GIVEN TEXT:
——————

Saturday, February 16, 2008
Women Business Leaders in India - Another Study in Contrasts?
I did not expect to have an opportunity to meet so many remarkable women in India who embody the traditions of their country together with a sense of extreme confidence and belief in the important part they play in India’s future. They were all, by the way, wearing traditional saris and projected a great sense of pride in their heritage.
Of course it all started with Dr. Indira, the English professor at the university, who despite her age and fragile frame sounded ferocious and was so very articulate.
Next we met Sinduri who is the granddaughter of Dr. Reddy. She is a very confident young lady who took over this “backend services” business and transformed it from being only a service for Apollo hospitals to one that is expanding to other hospitals as well as new markets. She told us that having family connections is not always an advantage in India yet she feels is part of a growing trend of women entrepreneurs in India. He poise and ease of talking to our students was apparent.
The woman that met us at IBM Daksh, Veenaa Santhanam was the assistant manager of business development. She kept the IBM presentation flowing like a conductor, bringing in people from various departments to talk to us while also managing to maneuver us throughout their facilities without breaking any security protocol all while maintaining a constant flow of information. She answered all of our question patiently and when she did not have an answer, she brought in someone to help. Her efficient manner was a testimonial to the caliber of people employed at her facility.
At Xansa, a company that was started by a group of freelance women working from their homes in the 60’s, we were greeted by Vijayalakshmi Sankar, the delivery director of the company. She took her time to talk to us about the role of women in business and how she has stayed in her company for 9 years because they have treated her right and let her work from home, when she needs to. The call centers we visited all stressed the fact that they provide transportation to and from work and escort women to make sure they are safe. (A lot of the media has been recently preoccupied with the law suit against HP brought as a result of one of their women employees being assaulted and murdered coming home from her night shift). She told us that since 2000, more women are earning more than their husbands and some families are even starting to accept having to move for a woman’s career.
Typically 45 to 50% of call centers’ employees are women. Many did not use to stay in the companies beyond their marriage or left after having their first child. However, companies such as IBM are pushing more women towards management and have 25% women among their leaders.
Finally, BioCon, the biotech company we visited in Bangalore, was established by Dr. Kiran Mazumdar-Shaw who still serves as its chairman (no “chairperson” here). She is a first generation entrepreneur who was awarded India’s highest civilian award for her pioneering efforts in biotechnology in 2005. She started the company 25 years ago with only $2500 and up until recently took no outside funding! Her unique vision has steered BioCon’s transition from an enzymes company to an integrated biopharmaceutical company with strategic research initiatives. Most recently, she has been invited to join the Prime Minister’s Council on Trade & Industry in India. She holds 39% of the shares of her company and the rest in traded on the Mumbai stock exchange. She believes that in 5 years her company will be traded on Nasdaq.
Overall there are only 15% women managers in BioCon and 25% working in R&D. Yet at the lower levels, 49% of the employees are women. This is a high number for India which the company is very proud of.
As I scanned the February 18th issue of India Today, I noticed an article covering a recent survey of youth in India. The caption read: “Family is the defining motif in the fabric of urban Indian youth, more so for women, who look up to their parents and seek solace in their men.” The article calls that “selective modernity” – women in India do want change, but only within the paradigm.

——————

DESCRIPTION OF THE TASK: Can you transcribe the post on women business leaders in India word for word, between "I did not expect" and "so very articulate.", inclusive? The dataset entries that come next are unrelated material, separate from the blog post on women business leaders in India.

(Dataset entries)
——————

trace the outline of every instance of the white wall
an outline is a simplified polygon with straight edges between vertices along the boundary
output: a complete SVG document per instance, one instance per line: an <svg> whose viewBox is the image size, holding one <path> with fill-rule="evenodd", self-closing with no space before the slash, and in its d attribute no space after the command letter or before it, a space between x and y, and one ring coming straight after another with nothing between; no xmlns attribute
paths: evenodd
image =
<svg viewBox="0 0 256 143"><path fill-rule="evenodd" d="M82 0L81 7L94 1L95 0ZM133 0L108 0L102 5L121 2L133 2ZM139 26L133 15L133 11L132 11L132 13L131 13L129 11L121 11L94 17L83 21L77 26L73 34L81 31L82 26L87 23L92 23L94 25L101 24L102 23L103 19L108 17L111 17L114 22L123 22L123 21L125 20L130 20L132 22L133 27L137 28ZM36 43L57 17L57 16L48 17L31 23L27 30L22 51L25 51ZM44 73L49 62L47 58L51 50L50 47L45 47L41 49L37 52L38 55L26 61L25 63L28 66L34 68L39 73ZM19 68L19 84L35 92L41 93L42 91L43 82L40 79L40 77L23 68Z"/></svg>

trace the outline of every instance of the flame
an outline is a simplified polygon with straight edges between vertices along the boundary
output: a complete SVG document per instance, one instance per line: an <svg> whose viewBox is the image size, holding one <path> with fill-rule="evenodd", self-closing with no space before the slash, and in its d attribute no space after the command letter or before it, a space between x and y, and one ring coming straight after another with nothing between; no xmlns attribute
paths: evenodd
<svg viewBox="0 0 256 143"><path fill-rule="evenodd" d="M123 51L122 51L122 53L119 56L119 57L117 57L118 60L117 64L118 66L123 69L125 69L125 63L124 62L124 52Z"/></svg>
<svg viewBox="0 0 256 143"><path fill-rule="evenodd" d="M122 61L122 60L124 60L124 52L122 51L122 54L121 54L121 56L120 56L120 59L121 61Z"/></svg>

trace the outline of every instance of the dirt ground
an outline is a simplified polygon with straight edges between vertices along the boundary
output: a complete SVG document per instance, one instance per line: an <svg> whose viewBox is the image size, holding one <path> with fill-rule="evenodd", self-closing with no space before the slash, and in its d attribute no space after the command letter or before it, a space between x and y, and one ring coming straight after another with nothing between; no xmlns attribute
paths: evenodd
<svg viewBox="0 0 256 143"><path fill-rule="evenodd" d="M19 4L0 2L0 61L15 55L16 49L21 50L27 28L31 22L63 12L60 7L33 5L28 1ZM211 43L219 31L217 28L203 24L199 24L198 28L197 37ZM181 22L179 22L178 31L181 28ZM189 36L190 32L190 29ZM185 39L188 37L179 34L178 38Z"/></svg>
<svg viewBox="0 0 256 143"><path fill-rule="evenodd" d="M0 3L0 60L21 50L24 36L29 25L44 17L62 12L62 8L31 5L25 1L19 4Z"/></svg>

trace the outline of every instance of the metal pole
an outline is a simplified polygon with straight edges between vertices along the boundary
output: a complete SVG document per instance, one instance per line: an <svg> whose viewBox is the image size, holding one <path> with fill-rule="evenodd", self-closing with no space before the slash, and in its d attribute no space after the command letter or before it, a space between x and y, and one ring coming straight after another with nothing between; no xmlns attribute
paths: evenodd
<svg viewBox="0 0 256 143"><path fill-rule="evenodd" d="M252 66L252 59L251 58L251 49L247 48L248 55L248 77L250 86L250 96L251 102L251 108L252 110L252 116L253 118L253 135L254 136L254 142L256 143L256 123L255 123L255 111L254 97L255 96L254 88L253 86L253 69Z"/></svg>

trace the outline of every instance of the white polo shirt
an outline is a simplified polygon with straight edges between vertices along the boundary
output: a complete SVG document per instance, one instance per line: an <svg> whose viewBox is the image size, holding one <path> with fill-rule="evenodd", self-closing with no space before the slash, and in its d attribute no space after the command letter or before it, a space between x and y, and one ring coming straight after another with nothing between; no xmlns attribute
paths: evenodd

——————

RESPONSE:
I did not expect to have an opportunity to meet so many remarkable women in India who embody the traditions of their country together with a sense of extreme confidence and belief in the important part they play in India’s future. They were all, by the way, wearing traditional saris and projected a great sense of pride in their heritage.
Of course it all started with Dr. Indira, the English professor at the university, who despite her age and fragile frame sounded ferocious and was so very articulate.